| Task set |
• a. Reproduce the stretch of the newsgroup post on groupoids below from "it complicates things" through "about that too.", keeping every word and mark unchanged.
• b. Locate each line of the listing below that contains the word "floor", and copy those lines out in full.

| Text passage |
━━━━━━━━

From: james dolan <jdo...@math.ucr.edu>
Subject: Re: Just Categories now
Date: 05 Jan 1999 00:00:00 GMT
Message-ID: <76rulr$h7d$1...@pravda.ucr.edu>
References: <726r22$qr$1...@news-1.news.gte.net> <3647A0...@easyon.com> <72agsd$ook$1...@pravda.ucr.edu> <72b3pd$7...@gap.cco.caltech.edu>
Organization: Department of Mathematics, University of California, Riverside
Newsgroups: sci.physics.research
X-Newsposter: Pnews 4.0-test50 (13 Dec 96)
toby bartels writes:
-james dolan <jdo...@math.ucr.edu> wrote:
-
->given groupoids c,d and a functor u:c->d, the objects of c can
->be thought of via the forgetful functor u as objects of d with
->an extra _property_ iff u is full and faithful, as objects of d
->with extra _structure_ iff u is faithful, and as objects of d
->with extra _stuff_ regardless.
-
->A "groupoid" is a category where all the morphisms are
->invertible. it may very well be interesting to generalize the
->subject matter of this discussion to the case where c and d are
->not necessarily groupoids, but to keep things simple for now i
->won't do that in this post.
-
-You seem to agree with John Baez's classification,
-but he doesn't feel the need to limit to groupoids;
-perhaps a word on how you think that complicates things?
it complicates things in the obvious way: a single concept in groupoid
theory (for example the concept of "faithful functor between
groupoids") may bifurcate into non-equivalent concepts in category
theory (for example the concepts of "faithful functor between
categories" and "functor between categories which is faithful on
isomorphisms"); the necessity of worrying about the distinctions
between such non-equivalent concepts is eliminated by discussing only
the groupoid case. but presumably you're also asking why it is that
in this tradeoff between simplicity and generality i chose simplicity,
so i'll try to say something about that too.
-Or is it just that groupoids are needed for the deep homotopy connection?
that's part of my motivation by now, but i think my original
motivation had less to do with the "dictionary" that relates groupoid
theory to a special part of homotopy theory than with a different but
in its own way equally powerful "dictionary" relating groupoid theory
to a special kind of predicate logic. in the world of predicate logic
there's an obvious sense in which adding extra "properties" to the
models of a theory means adding new axioms to the theory, adding extra
"structure" to the models means adding new predicate symbols (possibly
supplemented by new axioms) to the theory, and adding extra "stuff" to
the models means adding new "types" (possibly supplemented by new
predicate symbols and axioms) to the theory. this
property/structure/stuff distinction in predicate logic matches
perfectly the property/structure/stuff distinction in groupoid theory
if groupoids are interpreted as a certain sort of logical theories in
a certain way.

━━━━━━━━

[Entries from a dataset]
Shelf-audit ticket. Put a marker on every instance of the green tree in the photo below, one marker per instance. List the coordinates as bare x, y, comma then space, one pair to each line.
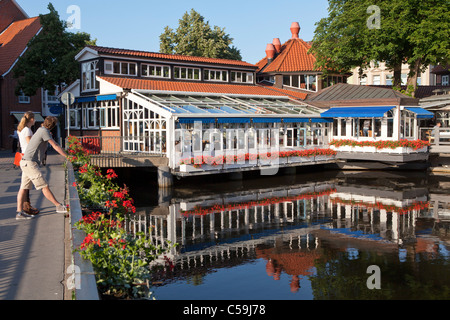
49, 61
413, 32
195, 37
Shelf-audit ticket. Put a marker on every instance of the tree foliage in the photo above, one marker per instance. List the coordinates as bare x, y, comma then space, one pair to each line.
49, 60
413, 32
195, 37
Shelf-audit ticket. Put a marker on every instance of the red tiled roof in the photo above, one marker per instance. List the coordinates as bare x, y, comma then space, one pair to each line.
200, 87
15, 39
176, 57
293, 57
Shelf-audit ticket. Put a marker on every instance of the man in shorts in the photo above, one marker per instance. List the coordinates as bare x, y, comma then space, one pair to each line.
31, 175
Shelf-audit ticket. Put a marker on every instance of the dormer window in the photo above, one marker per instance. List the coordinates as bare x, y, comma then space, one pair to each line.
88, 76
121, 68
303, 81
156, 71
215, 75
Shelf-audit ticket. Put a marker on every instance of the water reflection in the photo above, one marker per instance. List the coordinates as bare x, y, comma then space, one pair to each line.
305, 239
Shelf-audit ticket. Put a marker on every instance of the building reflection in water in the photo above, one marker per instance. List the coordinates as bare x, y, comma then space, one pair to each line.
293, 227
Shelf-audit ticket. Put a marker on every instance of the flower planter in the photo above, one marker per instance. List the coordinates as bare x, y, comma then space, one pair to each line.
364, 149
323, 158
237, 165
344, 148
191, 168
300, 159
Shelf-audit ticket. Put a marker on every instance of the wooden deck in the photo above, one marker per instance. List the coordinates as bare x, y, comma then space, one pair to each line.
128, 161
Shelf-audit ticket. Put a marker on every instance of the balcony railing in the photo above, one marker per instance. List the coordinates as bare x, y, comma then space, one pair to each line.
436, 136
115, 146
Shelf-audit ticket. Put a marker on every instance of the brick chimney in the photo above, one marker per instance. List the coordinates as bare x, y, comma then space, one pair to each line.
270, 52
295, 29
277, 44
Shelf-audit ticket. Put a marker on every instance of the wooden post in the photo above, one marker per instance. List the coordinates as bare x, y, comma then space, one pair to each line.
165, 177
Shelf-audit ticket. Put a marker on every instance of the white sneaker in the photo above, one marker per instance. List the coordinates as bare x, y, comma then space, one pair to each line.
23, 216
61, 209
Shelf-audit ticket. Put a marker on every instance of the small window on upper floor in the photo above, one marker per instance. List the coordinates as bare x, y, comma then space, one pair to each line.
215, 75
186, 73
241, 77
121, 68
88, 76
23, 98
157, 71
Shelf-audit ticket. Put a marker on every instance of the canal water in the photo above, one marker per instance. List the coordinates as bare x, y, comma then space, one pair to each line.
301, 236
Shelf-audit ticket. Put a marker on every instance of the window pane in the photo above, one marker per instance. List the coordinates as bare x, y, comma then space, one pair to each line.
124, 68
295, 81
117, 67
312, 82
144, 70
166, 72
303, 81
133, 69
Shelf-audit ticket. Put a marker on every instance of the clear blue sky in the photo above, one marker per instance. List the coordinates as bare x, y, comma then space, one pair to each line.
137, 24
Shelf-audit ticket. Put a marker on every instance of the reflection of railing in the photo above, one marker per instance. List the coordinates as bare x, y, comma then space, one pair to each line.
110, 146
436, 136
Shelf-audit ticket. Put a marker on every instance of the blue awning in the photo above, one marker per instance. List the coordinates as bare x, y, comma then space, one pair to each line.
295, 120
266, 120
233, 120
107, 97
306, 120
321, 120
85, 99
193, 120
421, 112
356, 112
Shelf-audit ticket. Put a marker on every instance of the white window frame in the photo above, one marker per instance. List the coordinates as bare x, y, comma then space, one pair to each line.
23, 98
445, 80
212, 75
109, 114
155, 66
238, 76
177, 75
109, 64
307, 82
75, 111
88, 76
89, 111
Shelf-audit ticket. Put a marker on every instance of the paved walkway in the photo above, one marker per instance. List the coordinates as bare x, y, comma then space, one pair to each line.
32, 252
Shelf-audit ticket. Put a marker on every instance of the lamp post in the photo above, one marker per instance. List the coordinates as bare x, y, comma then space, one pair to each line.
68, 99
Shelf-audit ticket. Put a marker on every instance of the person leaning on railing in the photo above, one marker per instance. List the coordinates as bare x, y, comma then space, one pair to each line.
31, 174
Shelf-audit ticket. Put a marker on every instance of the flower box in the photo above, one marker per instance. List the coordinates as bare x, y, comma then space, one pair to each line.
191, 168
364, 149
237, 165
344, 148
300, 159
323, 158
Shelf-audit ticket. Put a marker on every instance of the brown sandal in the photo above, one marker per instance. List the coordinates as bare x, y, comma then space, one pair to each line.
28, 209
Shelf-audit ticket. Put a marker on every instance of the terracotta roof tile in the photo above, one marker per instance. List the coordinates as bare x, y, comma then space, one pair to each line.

━━━━━━━━

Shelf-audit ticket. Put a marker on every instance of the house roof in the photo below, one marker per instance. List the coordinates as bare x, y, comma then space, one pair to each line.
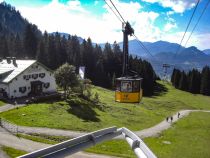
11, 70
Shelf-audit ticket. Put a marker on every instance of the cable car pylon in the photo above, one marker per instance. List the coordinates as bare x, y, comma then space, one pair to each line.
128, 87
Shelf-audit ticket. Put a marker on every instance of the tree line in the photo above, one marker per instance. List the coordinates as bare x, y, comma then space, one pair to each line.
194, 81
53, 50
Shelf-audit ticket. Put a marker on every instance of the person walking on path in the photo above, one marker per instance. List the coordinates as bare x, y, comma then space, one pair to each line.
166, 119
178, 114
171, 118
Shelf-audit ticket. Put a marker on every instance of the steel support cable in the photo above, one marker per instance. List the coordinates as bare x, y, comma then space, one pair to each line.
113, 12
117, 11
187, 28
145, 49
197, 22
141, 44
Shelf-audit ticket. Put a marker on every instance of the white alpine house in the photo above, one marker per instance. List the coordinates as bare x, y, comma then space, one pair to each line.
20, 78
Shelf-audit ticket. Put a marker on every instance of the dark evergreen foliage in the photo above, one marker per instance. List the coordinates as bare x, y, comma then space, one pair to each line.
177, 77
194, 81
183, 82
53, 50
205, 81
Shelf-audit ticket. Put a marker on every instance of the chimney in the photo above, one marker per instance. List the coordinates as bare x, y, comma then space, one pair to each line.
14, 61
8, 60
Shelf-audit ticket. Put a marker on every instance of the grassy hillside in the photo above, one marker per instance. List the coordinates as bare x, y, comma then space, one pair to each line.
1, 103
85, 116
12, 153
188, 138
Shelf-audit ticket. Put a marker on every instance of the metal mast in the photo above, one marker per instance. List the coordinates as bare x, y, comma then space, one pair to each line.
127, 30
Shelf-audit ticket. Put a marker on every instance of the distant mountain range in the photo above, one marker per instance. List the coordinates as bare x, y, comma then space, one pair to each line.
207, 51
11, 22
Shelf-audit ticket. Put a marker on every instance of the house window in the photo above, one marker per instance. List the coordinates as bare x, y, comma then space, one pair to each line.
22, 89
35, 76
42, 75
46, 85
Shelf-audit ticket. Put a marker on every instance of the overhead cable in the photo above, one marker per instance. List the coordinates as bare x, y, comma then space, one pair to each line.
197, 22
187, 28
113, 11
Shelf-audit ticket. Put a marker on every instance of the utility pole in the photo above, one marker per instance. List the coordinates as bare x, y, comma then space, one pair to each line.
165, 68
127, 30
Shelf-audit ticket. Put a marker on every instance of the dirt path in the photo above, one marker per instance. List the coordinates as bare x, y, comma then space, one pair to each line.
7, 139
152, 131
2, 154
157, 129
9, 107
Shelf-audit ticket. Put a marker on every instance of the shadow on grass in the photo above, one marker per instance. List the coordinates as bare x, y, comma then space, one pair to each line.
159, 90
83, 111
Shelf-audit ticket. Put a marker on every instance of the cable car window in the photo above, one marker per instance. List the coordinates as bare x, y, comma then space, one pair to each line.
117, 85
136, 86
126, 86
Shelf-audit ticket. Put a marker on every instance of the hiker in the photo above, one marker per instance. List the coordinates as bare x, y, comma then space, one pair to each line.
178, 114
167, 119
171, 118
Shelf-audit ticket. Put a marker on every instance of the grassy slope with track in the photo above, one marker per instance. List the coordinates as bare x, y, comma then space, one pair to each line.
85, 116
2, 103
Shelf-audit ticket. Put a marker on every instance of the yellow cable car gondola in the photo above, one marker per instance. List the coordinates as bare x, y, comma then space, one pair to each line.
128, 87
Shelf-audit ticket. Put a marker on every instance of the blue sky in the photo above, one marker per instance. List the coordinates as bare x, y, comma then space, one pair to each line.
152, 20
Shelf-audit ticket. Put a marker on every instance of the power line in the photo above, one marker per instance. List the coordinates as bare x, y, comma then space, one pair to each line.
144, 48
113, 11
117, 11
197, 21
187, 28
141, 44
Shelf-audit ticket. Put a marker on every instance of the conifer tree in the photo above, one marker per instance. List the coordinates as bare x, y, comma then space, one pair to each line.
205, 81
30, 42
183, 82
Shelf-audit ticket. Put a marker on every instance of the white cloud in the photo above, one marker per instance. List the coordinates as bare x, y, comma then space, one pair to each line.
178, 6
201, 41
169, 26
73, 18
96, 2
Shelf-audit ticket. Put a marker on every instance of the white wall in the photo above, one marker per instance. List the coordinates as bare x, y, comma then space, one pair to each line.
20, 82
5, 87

━━━━━━━━

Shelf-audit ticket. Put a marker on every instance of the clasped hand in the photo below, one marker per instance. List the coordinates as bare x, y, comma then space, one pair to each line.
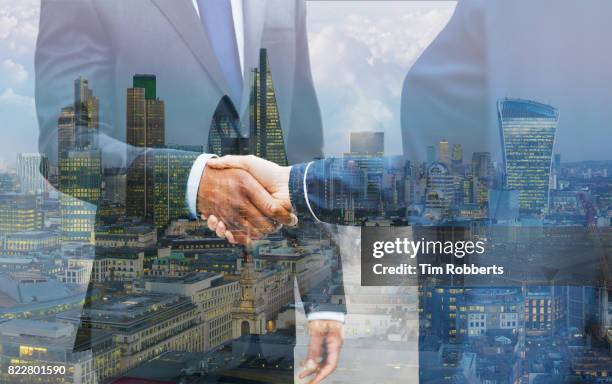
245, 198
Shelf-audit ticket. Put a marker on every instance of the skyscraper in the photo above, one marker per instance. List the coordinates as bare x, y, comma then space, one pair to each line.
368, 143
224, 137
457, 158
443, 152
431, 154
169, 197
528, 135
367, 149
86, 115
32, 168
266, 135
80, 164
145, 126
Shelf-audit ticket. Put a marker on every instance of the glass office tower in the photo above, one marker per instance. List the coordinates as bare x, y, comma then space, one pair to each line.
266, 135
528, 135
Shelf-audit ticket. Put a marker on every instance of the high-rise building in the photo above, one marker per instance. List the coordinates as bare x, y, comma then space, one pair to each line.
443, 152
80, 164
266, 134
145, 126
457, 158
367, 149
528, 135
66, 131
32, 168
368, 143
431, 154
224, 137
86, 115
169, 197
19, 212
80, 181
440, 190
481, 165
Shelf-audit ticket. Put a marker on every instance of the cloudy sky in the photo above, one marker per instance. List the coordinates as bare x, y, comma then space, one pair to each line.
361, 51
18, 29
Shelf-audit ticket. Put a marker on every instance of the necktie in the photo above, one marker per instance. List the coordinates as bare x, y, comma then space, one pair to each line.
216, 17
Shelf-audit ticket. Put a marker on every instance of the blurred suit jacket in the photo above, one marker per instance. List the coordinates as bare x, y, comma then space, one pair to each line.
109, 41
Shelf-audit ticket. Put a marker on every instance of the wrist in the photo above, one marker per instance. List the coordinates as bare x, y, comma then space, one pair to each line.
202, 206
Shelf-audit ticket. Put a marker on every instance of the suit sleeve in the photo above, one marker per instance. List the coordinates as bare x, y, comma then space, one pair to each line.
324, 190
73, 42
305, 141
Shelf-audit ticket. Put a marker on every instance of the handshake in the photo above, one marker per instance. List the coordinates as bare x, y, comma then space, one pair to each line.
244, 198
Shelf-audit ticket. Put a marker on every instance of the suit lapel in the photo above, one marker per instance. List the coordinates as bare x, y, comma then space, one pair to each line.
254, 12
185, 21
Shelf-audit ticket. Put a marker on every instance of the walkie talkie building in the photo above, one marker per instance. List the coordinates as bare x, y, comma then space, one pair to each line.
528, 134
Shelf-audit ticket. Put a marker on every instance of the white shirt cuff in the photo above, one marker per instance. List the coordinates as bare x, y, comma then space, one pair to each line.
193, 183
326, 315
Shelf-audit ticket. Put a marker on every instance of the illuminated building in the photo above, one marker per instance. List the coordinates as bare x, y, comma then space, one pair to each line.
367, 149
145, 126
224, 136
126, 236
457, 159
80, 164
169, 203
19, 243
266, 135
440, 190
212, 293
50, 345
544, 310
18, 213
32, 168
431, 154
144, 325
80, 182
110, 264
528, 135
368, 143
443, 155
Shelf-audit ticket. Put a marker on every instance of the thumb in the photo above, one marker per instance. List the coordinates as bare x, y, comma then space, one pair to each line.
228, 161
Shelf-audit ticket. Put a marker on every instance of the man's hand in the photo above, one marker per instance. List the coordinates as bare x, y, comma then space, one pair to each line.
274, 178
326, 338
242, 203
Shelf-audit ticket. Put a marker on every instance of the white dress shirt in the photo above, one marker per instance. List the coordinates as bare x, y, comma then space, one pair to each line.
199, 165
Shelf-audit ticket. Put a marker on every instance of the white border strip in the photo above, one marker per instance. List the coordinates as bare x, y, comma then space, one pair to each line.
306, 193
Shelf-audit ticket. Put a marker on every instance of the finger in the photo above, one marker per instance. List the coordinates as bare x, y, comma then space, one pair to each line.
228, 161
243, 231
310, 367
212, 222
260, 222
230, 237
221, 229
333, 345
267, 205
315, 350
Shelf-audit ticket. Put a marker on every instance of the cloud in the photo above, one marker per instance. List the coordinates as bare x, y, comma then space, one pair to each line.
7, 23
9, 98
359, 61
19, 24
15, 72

━━━━━━━━

| In response |
• a.
it complicates things in the obvious way: a single concept in groupoid
theory (for example the concept of "faithful functor between
groupoids") may bifurcate into non-equivalent concepts in category
theory (for example the concepts of "faithful functor between
categories" and "functor between categories which is faithful on
isomorphisms"); the necessity of worrying about the distinctions
between such non-equivalent concepts is eliminated by discussing only
the groupoid case. but presumably you're also asking why it is that
in this tradeoff between simplicity and generality i chose simplicity,
so i'll try to say something about that too.

• b.
Shelf-audit ticket. Put a marker on every instance of the small window on upper floor in the photo above, one marker per instance. List the coordinates as bare x, y, comma then space, one pair to each line.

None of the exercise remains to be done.